_The input_.
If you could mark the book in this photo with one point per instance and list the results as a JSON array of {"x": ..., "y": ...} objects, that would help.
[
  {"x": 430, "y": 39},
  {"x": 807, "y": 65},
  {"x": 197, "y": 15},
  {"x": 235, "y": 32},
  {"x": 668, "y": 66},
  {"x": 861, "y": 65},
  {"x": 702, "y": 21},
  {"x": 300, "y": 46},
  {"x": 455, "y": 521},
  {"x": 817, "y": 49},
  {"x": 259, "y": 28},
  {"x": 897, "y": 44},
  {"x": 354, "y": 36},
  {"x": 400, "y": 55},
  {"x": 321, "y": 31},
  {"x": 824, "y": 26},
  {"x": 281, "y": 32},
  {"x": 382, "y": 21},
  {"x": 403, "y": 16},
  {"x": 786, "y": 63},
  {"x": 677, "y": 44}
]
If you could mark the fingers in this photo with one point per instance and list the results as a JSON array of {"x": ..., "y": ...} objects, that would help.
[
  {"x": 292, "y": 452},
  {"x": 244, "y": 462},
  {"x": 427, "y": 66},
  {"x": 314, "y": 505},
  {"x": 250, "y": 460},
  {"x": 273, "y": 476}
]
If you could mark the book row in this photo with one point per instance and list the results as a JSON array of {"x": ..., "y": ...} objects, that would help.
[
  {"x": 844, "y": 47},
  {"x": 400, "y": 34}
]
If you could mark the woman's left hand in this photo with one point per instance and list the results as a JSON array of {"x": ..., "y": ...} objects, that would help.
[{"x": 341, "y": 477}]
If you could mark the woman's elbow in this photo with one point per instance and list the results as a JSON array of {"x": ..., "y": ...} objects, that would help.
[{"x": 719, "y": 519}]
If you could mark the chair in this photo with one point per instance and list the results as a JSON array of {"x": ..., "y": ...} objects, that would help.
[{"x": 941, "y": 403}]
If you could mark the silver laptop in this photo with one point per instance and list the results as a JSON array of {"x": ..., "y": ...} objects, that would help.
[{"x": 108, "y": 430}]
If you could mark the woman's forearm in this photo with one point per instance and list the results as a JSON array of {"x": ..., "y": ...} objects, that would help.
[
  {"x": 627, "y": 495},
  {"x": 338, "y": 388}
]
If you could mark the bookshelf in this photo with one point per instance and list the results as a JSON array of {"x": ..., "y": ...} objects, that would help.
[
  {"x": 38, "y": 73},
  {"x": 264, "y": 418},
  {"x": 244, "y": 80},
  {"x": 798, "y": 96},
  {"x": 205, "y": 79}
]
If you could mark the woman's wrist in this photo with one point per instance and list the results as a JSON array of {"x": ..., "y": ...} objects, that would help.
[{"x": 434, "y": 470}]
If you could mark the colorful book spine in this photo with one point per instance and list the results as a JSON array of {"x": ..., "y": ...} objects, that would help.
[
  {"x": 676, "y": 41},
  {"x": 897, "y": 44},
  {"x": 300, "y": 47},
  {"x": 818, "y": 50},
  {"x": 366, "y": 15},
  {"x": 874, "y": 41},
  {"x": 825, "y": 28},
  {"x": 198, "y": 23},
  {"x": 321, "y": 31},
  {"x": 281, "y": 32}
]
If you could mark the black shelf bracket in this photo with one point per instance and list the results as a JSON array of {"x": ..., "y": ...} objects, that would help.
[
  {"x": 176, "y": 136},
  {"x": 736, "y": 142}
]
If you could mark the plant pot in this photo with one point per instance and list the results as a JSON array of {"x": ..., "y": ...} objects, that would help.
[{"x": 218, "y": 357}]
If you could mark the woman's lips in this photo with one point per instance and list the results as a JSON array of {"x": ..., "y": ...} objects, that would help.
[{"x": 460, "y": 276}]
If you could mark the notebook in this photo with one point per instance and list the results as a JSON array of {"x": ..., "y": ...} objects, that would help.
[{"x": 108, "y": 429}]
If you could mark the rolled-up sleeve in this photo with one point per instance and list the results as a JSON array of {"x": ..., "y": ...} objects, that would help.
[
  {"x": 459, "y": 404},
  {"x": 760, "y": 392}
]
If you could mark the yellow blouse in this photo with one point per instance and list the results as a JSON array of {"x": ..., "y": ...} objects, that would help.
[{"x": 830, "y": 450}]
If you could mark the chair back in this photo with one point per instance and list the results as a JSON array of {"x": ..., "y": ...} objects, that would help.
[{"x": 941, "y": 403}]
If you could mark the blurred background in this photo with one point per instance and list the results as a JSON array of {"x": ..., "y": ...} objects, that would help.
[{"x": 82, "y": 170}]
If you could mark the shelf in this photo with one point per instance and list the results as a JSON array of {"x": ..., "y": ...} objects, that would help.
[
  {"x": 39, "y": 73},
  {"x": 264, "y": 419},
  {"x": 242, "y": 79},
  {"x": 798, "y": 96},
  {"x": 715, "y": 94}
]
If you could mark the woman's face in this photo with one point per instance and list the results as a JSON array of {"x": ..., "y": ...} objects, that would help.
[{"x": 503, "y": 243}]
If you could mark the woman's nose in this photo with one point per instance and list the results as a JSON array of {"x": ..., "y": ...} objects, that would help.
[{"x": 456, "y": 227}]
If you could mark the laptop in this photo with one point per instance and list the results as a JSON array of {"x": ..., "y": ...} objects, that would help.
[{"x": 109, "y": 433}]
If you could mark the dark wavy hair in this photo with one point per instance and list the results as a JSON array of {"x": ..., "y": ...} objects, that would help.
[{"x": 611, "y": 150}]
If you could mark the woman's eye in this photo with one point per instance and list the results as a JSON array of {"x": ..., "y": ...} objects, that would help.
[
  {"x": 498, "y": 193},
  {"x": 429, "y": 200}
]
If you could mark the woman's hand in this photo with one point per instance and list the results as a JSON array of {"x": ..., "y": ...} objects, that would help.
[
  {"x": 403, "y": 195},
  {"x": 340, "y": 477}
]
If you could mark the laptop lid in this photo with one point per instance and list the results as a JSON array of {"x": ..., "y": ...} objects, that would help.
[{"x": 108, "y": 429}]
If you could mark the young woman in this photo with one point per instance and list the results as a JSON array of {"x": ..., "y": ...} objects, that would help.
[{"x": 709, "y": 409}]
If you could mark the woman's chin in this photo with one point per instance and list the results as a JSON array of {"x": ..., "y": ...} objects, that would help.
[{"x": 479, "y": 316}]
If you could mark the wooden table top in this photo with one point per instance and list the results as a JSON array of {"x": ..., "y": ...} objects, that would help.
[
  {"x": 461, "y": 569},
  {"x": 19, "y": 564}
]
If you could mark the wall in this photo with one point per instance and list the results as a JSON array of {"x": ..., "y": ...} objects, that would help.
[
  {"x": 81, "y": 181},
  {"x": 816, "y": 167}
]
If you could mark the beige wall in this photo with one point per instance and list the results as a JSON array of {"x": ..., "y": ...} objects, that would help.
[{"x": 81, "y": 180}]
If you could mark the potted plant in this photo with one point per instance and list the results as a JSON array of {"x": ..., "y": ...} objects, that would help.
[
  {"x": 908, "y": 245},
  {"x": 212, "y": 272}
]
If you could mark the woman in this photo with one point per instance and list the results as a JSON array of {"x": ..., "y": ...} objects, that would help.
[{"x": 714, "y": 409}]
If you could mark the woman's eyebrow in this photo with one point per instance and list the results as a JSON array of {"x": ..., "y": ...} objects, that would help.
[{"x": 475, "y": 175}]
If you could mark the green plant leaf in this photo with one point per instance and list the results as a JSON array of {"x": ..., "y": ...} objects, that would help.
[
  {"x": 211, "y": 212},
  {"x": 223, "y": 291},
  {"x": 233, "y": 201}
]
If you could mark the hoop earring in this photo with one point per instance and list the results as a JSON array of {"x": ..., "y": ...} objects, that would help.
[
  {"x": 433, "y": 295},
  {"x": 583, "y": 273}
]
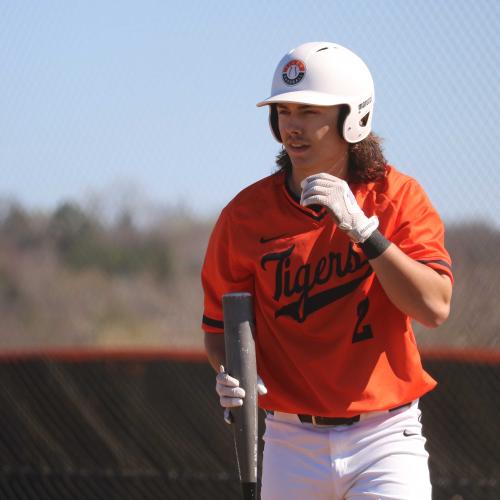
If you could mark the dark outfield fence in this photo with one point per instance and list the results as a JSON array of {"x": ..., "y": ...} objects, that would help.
[{"x": 147, "y": 426}]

_Exercise goal_. Above are the entries; write them out again exactly, omitting the pictures.

_Answer below_.
If you could mark the book in this photo with one point per instance and list the results as a JSON array of {"x": ..., "y": ...} objects, that would help.
[
  {"x": 430, "y": 39},
  {"x": 807, "y": 65},
  {"x": 197, "y": 15},
  {"x": 235, "y": 32},
  {"x": 668, "y": 66},
  {"x": 861, "y": 65},
  {"x": 702, "y": 21},
  {"x": 300, "y": 46},
  {"x": 455, "y": 521},
  {"x": 817, "y": 49},
  {"x": 259, "y": 28},
  {"x": 897, "y": 44},
  {"x": 354, "y": 36},
  {"x": 400, "y": 55},
  {"x": 321, "y": 31},
  {"x": 824, "y": 26},
  {"x": 281, "y": 32},
  {"x": 382, "y": 21},
  {"x": 403, "y": 16},
  {"x": 786, "y": 63},
  {"x": 677, "y": 44}
]
If you could mark the fingers in this photo with one point per instance and list the results as a JSON array of {"x": ..., "y": ...} objects, that would help.
[
  {"x": 292, "y": 452},
  {"x": 244, "y": 462},
  {"x": 427, "y": 66},
  {"x": 314, "y": 505},
  {"x": 250, "y": 460},
  {"x": 273, "y": 476}
]
If you could mark the book row in this photo with one point per instance and list the results as a JSON array of {"x": ..., "y": ...} objects, that would help.
[
  {"x": 844, "y": 47},
  {"x": 400, "y": 34}
]
If you could mark the woman's left hand in this photo with one point per instance and list the results as a JSON array of {"x": ..., "y": ...} objects, that would help.
[{"x": 341, "y": 477}]
If you could mark the woman's elbow in this photo with one point per instance and list the results as a JSON array of {"x": ..., "y": ...} objects, that would help.
[{"x": 719, "y": 519}]
If you could mark the chair in this photo with one point per instance and list the results as a JSON array of {"x": ..., "y": ...} objects, that would help.
[{"x": 941, "y": 403}]
If you could mark the silver laptop in this photo with one point per instance and list the results as a JSON array of {"x": ..., "y": ...} objects, that would help.
[{"x": 108, "y": 430}]
If you could mark the woman's forearm in this photo with one point per instance and list the results as a JSON array of {"x": ..., "y": ...} objects, that would help.
[
  {"x": 627, "y": 495},
  {"x": 338, "y": 388}
]
If you could mark the bookshelf in this photo with one point per instance and list the results as a JSON array of {"x": ..., "y": ...} objects, that would help.
[
  {"x": 38, "y": 73},
  {"x": 264, "y": 418},
  {"x": 244, "y": 80},
  {"x": 798, "y": 96},
  {"x": 205, "y": 79}
]
If you could mark the woman's wrist in this photo with one point per instance and list the results as a JSON array of {"x": ..., "y": ...} objects, that would help.
[{"x": 434, "y": 470}]
If you could mark the colorful book spine in this photo with one point per instance and list the results as a JSON array of {"x": ..., "y": ...} objects, that would help.
[
  {"x": 676, "y": 41},
  {"x": 897, "y": 44},
  {"x": 300, "y": 47},
  {"x": 818, "y": 50},
  {"x": 366, "y": 15},
  {"x": 874, "y": 41},
  {"x": 825, "y": 28},
  {"x": 198, "y": 23},
  {"x": 321, "y": 31},
  {"x": 281, "y": 32}
]
If you could mark the black shelf bracket in this photo with one point per instance and list the results as a JSON array of {"x": ..., "y": ...} objects, that would help.
[
  {"x": 176, "y": 136},
  {"x": 736, "y": 142}
]
If you could mark the plant pot in this photo with one point per instance and list the results as a JSON array of {"x": ..., "y": ...} objects, that would help.
[{"x": 218, "y": 357}]
If you could mark the woman's lips in this photo with one point per instance and list the results as a JSON array of {"x": ..., "y": ...} objects, that would help.
[{"x": 460, "y": 276}]
If you could mark the notebook in this photo with one point per instance and list the results as a JSON array of {"x": ..., "y": ...} objects, that would help.
[{"x": 108, "y": 429}]
If you could mark the rolled-up sleeve in this photo with one point per instance and list the results as a JSON array of {"x": ..., "y": ...} objects, that would help.
[
  {"x": 459, "y": 404},
  {"x": 760, "y": 392}
]
If you could mark the yellow blouse in this photo with one point per instance and list the results as a JSON array of {"x": ..., "y": ...} objects, that would help.
[{"x": 830, "y": 450}]
If you could mark the chair back in this photo with one point per instance and list the results as a JSON array of {"x": ..., "y": ...} objects, that would help.
[{"x": 941, "y": 403}]
If you could mark the blurred background in this photo with one point per instance and list the results as a JSON array of {"x": ..., "y": ...} objects, that would help.
[{"x": 82, "y": 170}]
If you could mark the shelf in this photo with one point per instance and list the results as a JSON array of {"x": ..., "y": ...} objects, that would help.
[
  {"x": 39, "y": 73},
  {"x": 264, "y": 419},
  {"x": 242, "y": 79},
  {"x": 798, "y": 96},
  {"x": 715, "y": 94}
]
If you could mark the woman's face in this photo with one point per instance and list the results as a JSON array of {"x": ..., "y": ...} objects, that would help.
[{"x": 503, "y": 243}]
If you could mark the woman's nose in this photo with one point per instance and list the results as a JSON array of {"x": ..., "y": ...} objects, that would help.
[{"x": 456, "y": 227}]
If you could mark the laptop in this photo with one point per instance and list the results as a JSON array of {"x": ..., "y": ...} objects, that would help.
[{"x": 109, "y": 433}]
If you could mark the dark wavy hair in this photo with one point per instance and list the results as a JSON array of {"x": ..., "y": ...} objects, that would help.
[{"x": 611, "y": 150}]
If you could mark the woman's eye in this photo with one point per instance and list the results as a JSON array of {"x": ..., "y": ...} objects, that would help.
[
  {"x": 498, "y": 193},
  {"x": 429, "y": 200}
]
If you could mark the woman's hand in this photo with one point per instance and list the results as a JSON array of {"x": ..., "y": ...} objects, that would help.
[
  {"x": 403, "y": 195},
  {"x": 340, "y": 477}
]
If you could mark the laptop lid in this photo with one point per instance and list the results as a JSON array of {"x": ..., "y": ...} objects, that would help.
[{"x": 108, "y": 429}]
If you could mark the young woman in this photo with one point per instance and list the results as a JSON array of {"x": ..., "y": ...} objects, that would help.
[{"x": 709, "y": 409}]
If you could mark the woman's chin in this photo with one point per instance and list the results as a JSON array of {"x": ..., "y": ...} objects, that would help.
[{"x": 479, "y": 316}]
If you could mark the wooden table top in this photo with one point per instance and list the results as a JSON array of {"x": ..., "y": ...} objects, that would help.
[
  {"x": 461, "y": 569},
  {"x": 19, "y": 564}
]
If you could mark the wall in this photo with one point per instance and list the results as a JSON array of {"x": ..., "y": ...} objects, that would help.
[
  {"x": 81, "y": 181},
  {"x": 816, "y": 167}
]
If you could mark the beige wall in this photo with one point per instance and list the results as a JSON array of {"x": ..., "y": ...} objects, that would help.
[{"x": 81, "y": 180}]
If you could mark the potted plant in this photo with one point per instance and list the results as a JSON array of {"x": ..., "y": ...} objects, that would help.
[
  {"x": 908, "y": 245},
  {"x": 212, "y": 272}
]
If you could mark the woman in this photo with one point per instance and list the results as a JSON array of {"x": ..., "y": ...} objects, that would help.
[{"x": 714, "y": 409}]
If you could mark the woman's eyebrow in this photo with one point per instance and list the results as a JSON array of {"x": ..., "y": ...} objects, that would help.
[{"x": 475, "y": 175}]
If you could mark the green plant leaf in this photo with one point per instance and list the results as a JSON array of {"x": ..., "y": ...} objects, that would help.
[
  {"x": 211, "y": 212},
  {"x": 223, "y": 291},
  {"x": 233, "y": 201}
]
If you could mark the hoop earring in this photo with one point per instance and list the results as a JSON array of {"x": ..., "y": ...} objects, that would help.
[
  {"x": 433, "y": 295},
  {"x": 583, "y": 273}
]
If you could mark the dark outfield fence in this photo with one point per instance and list the results as a JSON array of {"x": ..., "y": ...} objects, that would help.
[{"x": 147, "y": 426}]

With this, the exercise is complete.